*Task prompt*. Set down exactly the lines that run from the line with "the hat brim;" to the end of the data, and nothing else.
--- START ---
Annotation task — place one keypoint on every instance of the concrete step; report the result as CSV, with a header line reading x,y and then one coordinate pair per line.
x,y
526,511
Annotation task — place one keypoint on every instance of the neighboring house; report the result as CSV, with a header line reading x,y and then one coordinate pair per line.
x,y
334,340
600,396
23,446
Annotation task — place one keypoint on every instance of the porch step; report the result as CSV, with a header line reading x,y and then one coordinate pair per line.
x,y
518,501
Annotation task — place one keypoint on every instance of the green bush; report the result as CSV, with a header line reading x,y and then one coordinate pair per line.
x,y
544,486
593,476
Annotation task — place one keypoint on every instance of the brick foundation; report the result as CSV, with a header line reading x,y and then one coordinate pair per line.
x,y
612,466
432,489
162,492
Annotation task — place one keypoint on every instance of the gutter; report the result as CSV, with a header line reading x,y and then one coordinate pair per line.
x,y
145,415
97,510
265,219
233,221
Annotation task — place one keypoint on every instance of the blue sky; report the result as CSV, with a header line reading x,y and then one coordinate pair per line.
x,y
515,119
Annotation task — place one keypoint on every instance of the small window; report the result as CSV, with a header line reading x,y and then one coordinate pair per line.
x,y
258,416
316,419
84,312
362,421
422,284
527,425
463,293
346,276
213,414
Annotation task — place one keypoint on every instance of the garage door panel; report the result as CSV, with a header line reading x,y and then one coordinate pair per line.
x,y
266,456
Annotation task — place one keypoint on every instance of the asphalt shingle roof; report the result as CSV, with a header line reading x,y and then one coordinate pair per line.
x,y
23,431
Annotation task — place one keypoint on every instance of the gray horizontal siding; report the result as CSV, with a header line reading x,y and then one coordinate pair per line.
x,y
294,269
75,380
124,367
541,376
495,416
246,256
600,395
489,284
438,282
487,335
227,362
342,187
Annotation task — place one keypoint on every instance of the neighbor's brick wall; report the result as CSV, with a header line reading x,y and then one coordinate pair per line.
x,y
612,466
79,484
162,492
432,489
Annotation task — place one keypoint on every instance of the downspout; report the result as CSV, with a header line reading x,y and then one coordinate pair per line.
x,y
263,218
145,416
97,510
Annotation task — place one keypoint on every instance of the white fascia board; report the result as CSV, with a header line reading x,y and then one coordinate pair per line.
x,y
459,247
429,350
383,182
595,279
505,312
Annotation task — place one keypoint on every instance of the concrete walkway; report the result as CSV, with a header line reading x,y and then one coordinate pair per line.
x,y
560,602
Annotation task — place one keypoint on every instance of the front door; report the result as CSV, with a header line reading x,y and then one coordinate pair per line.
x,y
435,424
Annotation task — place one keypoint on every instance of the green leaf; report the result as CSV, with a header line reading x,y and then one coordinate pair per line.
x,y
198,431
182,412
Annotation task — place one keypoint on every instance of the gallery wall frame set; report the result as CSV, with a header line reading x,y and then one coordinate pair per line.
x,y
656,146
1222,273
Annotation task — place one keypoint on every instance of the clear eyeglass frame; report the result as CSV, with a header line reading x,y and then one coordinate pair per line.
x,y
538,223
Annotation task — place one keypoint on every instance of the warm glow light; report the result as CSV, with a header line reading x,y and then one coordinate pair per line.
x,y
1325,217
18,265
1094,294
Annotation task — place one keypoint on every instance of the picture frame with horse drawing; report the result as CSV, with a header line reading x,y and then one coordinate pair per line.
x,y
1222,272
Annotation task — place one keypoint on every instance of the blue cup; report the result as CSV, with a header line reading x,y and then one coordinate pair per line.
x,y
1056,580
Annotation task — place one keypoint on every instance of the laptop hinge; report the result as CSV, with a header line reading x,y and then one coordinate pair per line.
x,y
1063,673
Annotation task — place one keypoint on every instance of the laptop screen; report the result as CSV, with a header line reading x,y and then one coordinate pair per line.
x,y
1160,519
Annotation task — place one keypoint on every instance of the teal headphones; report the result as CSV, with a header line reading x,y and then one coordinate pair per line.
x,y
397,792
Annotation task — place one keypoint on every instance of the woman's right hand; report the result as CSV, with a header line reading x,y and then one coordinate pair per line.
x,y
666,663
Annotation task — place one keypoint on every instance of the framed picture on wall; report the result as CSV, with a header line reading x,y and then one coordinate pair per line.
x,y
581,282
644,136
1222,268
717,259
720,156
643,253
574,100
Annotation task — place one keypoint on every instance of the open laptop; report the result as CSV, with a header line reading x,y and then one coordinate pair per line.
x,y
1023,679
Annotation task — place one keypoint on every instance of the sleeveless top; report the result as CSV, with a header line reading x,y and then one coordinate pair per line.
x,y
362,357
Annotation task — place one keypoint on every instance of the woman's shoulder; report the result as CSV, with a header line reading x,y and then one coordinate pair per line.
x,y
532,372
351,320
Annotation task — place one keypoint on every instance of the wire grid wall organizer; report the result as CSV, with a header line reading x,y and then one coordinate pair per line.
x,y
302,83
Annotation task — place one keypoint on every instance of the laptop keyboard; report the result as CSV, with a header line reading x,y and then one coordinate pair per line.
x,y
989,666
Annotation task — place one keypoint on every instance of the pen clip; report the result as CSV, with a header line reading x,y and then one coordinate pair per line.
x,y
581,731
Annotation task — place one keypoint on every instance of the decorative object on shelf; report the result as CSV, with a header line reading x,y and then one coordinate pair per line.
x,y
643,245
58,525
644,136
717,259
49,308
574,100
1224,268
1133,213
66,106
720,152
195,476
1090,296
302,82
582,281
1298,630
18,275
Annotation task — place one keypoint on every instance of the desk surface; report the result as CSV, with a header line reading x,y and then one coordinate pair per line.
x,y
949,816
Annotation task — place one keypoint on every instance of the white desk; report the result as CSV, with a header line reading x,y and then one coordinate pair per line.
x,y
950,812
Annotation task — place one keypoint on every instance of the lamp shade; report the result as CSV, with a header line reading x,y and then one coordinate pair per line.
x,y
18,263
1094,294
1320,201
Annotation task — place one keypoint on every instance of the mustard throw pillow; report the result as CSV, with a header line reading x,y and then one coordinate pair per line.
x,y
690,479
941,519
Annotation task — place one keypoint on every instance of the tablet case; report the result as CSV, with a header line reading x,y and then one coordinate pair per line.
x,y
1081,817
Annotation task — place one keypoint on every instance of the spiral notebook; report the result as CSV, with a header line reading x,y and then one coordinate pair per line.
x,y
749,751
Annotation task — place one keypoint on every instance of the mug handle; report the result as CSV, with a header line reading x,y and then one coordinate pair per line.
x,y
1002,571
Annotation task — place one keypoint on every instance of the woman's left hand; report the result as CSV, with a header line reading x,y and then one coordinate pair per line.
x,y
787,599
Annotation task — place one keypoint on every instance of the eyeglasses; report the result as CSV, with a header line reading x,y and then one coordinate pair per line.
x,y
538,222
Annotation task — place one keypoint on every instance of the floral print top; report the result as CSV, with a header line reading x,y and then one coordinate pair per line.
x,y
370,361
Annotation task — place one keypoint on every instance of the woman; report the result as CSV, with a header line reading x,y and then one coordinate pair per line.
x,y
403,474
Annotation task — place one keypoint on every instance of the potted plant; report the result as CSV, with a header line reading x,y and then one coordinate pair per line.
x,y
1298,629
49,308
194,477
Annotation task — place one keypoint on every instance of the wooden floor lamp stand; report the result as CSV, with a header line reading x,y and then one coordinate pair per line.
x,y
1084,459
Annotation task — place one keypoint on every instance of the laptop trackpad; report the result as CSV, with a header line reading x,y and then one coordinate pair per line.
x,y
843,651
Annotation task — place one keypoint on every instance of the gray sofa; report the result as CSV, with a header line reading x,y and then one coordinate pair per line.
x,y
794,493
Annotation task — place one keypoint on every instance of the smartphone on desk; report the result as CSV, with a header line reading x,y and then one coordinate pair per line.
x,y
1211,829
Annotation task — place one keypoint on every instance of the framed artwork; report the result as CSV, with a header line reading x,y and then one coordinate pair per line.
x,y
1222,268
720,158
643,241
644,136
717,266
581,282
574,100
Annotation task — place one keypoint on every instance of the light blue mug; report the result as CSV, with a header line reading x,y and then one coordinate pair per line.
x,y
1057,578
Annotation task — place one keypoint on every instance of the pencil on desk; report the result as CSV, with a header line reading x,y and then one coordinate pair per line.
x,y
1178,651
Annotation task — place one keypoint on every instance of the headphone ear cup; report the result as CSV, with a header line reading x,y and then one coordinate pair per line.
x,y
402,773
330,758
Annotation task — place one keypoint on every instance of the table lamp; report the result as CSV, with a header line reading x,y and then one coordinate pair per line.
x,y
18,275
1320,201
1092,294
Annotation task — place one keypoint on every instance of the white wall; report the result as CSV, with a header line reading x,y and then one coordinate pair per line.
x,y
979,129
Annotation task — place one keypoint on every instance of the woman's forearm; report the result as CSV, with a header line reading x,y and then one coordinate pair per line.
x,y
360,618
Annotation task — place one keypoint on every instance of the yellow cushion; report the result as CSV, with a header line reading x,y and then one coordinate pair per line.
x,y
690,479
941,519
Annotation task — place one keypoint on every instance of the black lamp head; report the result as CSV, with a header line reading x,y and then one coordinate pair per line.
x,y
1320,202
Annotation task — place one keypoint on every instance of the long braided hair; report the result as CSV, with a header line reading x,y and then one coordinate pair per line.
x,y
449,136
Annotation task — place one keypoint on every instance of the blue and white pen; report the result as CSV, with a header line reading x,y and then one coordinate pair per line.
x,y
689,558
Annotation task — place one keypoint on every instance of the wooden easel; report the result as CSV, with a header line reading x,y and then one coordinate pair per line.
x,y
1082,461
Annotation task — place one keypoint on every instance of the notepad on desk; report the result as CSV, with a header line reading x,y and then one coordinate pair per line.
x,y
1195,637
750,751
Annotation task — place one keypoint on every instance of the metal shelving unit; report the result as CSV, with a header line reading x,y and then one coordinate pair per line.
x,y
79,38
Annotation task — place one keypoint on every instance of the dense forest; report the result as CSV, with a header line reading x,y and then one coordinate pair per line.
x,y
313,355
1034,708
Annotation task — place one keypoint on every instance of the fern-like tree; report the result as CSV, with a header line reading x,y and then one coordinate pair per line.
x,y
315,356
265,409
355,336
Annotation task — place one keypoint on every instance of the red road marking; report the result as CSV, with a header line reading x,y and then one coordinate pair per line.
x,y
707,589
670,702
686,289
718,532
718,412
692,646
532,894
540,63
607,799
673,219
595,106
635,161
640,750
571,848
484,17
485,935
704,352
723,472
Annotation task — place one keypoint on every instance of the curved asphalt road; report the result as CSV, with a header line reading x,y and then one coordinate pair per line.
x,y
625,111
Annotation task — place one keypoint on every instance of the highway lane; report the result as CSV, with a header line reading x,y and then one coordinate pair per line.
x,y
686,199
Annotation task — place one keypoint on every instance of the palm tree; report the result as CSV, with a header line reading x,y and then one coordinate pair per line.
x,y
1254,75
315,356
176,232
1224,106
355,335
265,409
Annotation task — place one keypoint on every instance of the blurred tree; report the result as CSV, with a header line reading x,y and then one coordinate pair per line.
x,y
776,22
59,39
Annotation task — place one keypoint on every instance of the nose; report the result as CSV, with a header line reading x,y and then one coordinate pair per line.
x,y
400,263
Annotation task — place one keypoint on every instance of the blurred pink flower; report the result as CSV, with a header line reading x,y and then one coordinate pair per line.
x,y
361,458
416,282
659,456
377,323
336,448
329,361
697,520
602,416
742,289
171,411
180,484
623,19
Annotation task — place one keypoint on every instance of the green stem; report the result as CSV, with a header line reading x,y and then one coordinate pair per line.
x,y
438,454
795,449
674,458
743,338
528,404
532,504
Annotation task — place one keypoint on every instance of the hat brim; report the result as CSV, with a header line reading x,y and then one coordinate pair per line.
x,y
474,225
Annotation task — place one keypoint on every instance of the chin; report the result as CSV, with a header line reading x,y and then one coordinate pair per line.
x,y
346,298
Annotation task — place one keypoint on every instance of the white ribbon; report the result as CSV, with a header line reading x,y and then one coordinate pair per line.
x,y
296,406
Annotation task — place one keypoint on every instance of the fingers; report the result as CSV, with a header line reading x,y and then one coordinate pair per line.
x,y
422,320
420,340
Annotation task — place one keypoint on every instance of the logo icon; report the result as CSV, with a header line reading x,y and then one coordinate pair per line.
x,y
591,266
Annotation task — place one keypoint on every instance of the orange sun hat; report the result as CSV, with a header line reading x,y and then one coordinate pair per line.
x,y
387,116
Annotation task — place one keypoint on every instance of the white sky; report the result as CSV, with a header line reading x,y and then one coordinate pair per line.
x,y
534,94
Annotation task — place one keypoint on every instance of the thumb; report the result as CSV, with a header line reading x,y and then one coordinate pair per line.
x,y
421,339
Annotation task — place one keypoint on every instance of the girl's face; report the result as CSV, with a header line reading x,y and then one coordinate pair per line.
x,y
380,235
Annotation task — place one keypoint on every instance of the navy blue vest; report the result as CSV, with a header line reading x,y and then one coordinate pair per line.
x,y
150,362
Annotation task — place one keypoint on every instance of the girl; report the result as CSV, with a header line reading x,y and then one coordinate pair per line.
--- END ---
*Result of this exercise*.
Annotation task — place one keypoint on every instance of the hat brim; report the result as CSV, with a header line reading x,y and then one coordinate pair per line.
x,y
474,225
Annotation task — place one keypoint on every instance of the chin; report the result as CSV, with a header line reading x,y and then one coordinate pair per line.
x,y
346,298
Annotation task — place one keypoint on every instance of the white ribbon; report the result as CSV, with a header line reading x,y and then one coordinate pair per line.
x,y
296,406
Annotation task — place one keypoint on every instance of the fingers; report the result as CSV, with a header line reading x,y and then one coordinate pair per line.
x,y
422,320
420,340
Annotation task — place one keypoint on every instance of the logo icon; report the result as CSV, with a header line reading x,y and then one coordinate pair per line.
x,y
591,266
Annotation task — place one keypoint on every instance of the orange sun hat; report the result as CSV, with a header line reading x,y and then one coordinate pair per line.
x,y
387,116
Annotation task — place one keypoint on every instance of the white sky; report the result as CSV, with a header line reading x,y and then one coordinate pair per line.
x,y
534,94
Annotation task — place one keypoint on every instance of the thumb; report the result as CSV, with a header line reading x,y and then one coordinate pair per line.
x,y
421,339
Annotation task — place one keypoint on every instance of the girl's face; report the result as CSV, with a header line reading x,y and then one coordinate pair per line.
x,y
380,235
Annotation task — place one keypoint on every instance of the navy blue vest; report the result as CSV, with a header line reading x,y and then one coordinate pair per line.
x,y
150,362
Annotation task — place one keypoint on every instance of the girl; report the result as CSV, with a header line reading x,y and then one coordinate pair per line.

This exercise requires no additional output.